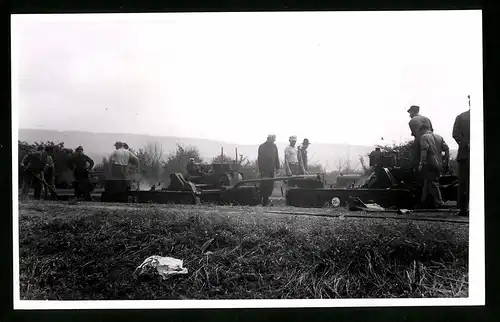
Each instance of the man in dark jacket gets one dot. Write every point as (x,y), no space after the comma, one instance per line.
(81,164)
(461,134)
(49,173)
(33,164)
(268,163)
(431,164)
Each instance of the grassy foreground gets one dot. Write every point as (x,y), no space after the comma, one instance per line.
(84,253)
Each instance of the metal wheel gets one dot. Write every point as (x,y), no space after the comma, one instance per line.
(335,202)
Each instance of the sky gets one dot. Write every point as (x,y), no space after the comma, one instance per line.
(333,77)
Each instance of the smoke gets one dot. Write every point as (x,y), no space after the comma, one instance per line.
(144,183)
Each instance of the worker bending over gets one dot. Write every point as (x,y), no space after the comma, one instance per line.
(81,165)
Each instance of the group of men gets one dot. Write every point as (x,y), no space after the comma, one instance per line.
(38,169)
(428,150)
(269,163)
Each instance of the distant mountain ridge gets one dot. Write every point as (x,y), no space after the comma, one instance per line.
(100,145)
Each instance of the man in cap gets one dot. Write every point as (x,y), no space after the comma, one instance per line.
(193,168)
(415,123)
(49,173)
(292,158)
(461,134)
(302,153)
(120,160)
(81,165)
(431,164)
(268,163)
(33,165)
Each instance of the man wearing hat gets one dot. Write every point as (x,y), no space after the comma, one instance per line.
(192,168)
(415,123)
(302,156)
(461,134)
(291,158)
(34,163)
(81,164)
(268,163)
(120,159)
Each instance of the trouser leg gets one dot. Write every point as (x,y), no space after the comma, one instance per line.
(431,188)
(266,188)
(464,185)
(27,180)
(37,185)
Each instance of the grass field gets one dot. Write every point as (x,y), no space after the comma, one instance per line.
(89,252)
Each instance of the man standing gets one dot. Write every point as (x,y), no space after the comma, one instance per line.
(302,153)
(33,164)
(120,159)
(268,163)
(415,123)
(430,166)
(81,164)
(49,173)
(461,134)
(291,158)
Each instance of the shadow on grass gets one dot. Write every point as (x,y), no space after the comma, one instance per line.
(92,256)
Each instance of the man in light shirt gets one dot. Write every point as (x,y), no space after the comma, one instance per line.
(303,157)
(291,157)
(120,160)
(416,122)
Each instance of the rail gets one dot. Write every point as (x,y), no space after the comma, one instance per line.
(302,177)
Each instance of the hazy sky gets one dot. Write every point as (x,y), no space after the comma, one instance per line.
(345,77)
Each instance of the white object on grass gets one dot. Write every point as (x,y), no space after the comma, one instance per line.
(335,202)
(165,266)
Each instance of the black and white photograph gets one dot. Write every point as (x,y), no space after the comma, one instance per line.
(247,159)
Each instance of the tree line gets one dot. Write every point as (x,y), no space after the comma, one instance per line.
(155,166)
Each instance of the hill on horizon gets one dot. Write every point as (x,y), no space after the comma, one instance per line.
(100,145)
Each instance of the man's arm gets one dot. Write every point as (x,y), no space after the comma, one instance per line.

::::::::

### Task requirements
Retype the listing exactly. Leave out its pictures.

### Result of this task
Each instance of the man in dark jacket gets one dot. Write every point as (x,y), no space after the comma, one instance per line.
(81,164)
(461,134)
(49,173)
(33,164)
(268,163)
(431,164)
Each instance of the grassy foreground gets one dot. Write every point as (x,y), no space after the comma, one instance per line.
(84,253)
Each instance of the metal wheel gets one dot. Write every point as (x,y), no space after the comma, one instance per line.
(335,202)
Each instance of the sky gets one dot. Write every point as (x,y), no space after the comma, one instance per line.
(333,77)
Each instance of the smoke gets one dot. Write every point as (x,y), no space after the comma, one instance per line.
(144,183)
Each instance of the worker bending over gets one dot. Write every point as (x,y), no space after the comma, one instance per line.
(81,165)
Each instance of the group of men gets one dot. Write every point as (x,y), no space after the comma, one instance per line.
(38,169)
(428,150)
(269,163)
Each instance of the distant mountain ridge gets one dot. Write every point as (x,y), no space after the comma, one instance per line.
(100,145)
Each instance of the man in cap gets one dot. Write every point as (x,y), no space after the comma, one instance per line.
(193,168)
(415,123)
(49,173)
(292,158)
(461,134)
(302,153)
(120,160)
(81,165)
(431,164)
(268,163)
(33,165)
Each instance of the man wearing hat gets one dot. Write every point as (x,y), no space after the comma, one instance per line.
(192,168)
(415,123)
(302,156)
(461,134)
(291,158)
(34,163)
(81,164)
(268,163)
(120,159)
Each instance of the trouser leg gets one dot. Write every point as (x,y), no space after the comma, one instance per line.
(431,188)
(266,188)
(464,185)
(27,180)
(37,185)
Each instance of the grass field gets one dot. Write every point as (x,y), no space after the comma, one instance per line.
(89,252)
Each instance of the man standing gets one dot. Write every point as (x,y), no space after the comma, one instance per line.
(302,153)
(33,164)
(120,159)
(268,163)
(415,123)
(430,166)
(81,164)
(49,173)
(461,134)
(291,158)
Each instance of the shadow on grass gets one dot. Write every point as (x,y), no space after the comma, one instance per line.
(92,256)
Each instance of the man in light shirt gets one dot. Write every point as (x,y), no space after the comma, one instance per line.
(303,157)
(291,157)
(120,160)
(416,122)
Each instance of the rail gets one dot. Write every point as (x,y), no space after the comma, one instance per line.
(302,177)
Each instance of the hazy sky gets one dot. Write every point as (x,y), no space after the comma, one instance per line.
(345,77)
Each instance of the white object on grass gets one dot. Write every point as (x,y), no space after the comma, one instance per line.
(335,202)
(165,266)
Each instance of the black and white photograph gets one dot. Write every point as (x,y), no space after the comma, one instance per line.
(247,159)
Each instance of the tree line gets one dot. Write every point as (x,y), no space after the comma, one instance per line.
(155,166)
Each instance of the hill on horizon gets one dot. Write every point as (x,y), no space after the comma, one instance per line.
(100,145)
Each instance of the man's arm gets one dot. Write every point as (x,y), no space after the comma, one instance per line.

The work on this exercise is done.